Work instructions
1. In the passage on retail RFID, what share of apparel companies now tag their merchandise?
2. Locate each line in the rows that includes the word "helmet" and copy it out.

Source passage

# # # #

Boarding pillars segment passengers into separate lines, depending on loyalty level. As each group is called, passengers approach the new E-Gate, using their phones to self-board (again, no agent). The E-Gate is a preliminary innovation for self-boarding; biometric boarding is coming later this year. These various technologies are being introduced to reduce friction at the critical point of boarding flights, helping to focus agents on passengers with needs rather than tasks for which they are no longer needed—mirroring what a cashier-free retail world would look like.
So far, I know of no retailer that has pointed RFID technology to shoppers through their mobile devices (so-called "magic mirrors" in dressing rooms don't count). Retail supply chain, logistics, inventory control and security types have been using RFID to improve those areas of their business. But leveraging RFID—empowering shoppers to use it—doesn't exist in retail, despite the fact that more than 40 percent of the apparel companies now tag their merchandise, along with significant innovations in RFID readers that are capable of real-time 100 percent accuracy, not to mention rock-bottom pricing on tags.
Imagine a revenue-boosted RFID retail world that allows shoppers to find—and even purchase—any item in a store, even if that item is in the back room. Or the ability to reach consumers via their devices with real-time, relevant information regarding goods in which they've expressed interest, just as PC and mobile users are retargeted with reminders of products they have browsed online.
Right now, it's just a hopeful fantasy, waiting to take flight.

# # # #

Stored rows
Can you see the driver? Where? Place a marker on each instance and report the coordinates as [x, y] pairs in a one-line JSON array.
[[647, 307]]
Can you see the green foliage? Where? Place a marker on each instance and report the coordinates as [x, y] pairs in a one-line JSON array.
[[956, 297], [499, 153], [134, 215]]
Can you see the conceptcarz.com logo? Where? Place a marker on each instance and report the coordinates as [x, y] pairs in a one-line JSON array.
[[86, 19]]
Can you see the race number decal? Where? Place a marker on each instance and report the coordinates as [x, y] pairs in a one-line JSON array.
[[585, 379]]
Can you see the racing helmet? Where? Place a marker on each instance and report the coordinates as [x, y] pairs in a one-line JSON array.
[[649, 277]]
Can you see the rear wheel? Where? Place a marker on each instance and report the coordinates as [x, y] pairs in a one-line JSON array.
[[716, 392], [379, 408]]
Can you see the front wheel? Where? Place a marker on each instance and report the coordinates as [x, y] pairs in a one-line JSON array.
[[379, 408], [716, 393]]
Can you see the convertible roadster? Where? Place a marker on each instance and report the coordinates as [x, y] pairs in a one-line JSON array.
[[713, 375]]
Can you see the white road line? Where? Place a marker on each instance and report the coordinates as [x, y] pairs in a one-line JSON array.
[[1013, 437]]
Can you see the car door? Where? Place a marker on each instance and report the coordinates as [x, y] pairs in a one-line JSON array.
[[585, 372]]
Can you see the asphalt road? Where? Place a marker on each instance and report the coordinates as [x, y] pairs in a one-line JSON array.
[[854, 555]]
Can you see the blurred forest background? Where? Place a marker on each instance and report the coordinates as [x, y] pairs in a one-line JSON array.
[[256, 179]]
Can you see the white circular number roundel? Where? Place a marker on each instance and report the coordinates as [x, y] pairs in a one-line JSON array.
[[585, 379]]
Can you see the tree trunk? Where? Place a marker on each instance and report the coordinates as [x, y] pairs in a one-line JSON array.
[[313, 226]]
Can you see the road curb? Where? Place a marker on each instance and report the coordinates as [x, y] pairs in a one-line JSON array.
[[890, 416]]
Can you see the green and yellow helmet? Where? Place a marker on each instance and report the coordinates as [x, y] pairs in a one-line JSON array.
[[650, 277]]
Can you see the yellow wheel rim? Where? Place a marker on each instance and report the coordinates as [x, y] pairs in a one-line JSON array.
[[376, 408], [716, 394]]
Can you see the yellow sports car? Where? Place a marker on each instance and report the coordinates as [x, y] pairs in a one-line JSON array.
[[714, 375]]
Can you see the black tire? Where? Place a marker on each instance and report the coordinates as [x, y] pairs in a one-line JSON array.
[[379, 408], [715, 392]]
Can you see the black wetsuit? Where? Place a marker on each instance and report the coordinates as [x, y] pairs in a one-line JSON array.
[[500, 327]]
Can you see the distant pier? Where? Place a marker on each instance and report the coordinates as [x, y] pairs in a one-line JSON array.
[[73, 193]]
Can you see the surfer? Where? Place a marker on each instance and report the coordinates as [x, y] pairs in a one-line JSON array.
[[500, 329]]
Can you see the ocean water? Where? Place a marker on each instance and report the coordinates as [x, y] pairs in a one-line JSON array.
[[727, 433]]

# # # #

Answers in order
1. More than 40 percent.

2.
Can you see the racing helmet? Where? Place a marker on each instance and report the coordinates as [x, y] pairs in a one-line JSON array.
Can you see the green and yellow helmet? Where? Place a marker on each instance and report the coordinates as [x, y] pairs in a one-line JSON array.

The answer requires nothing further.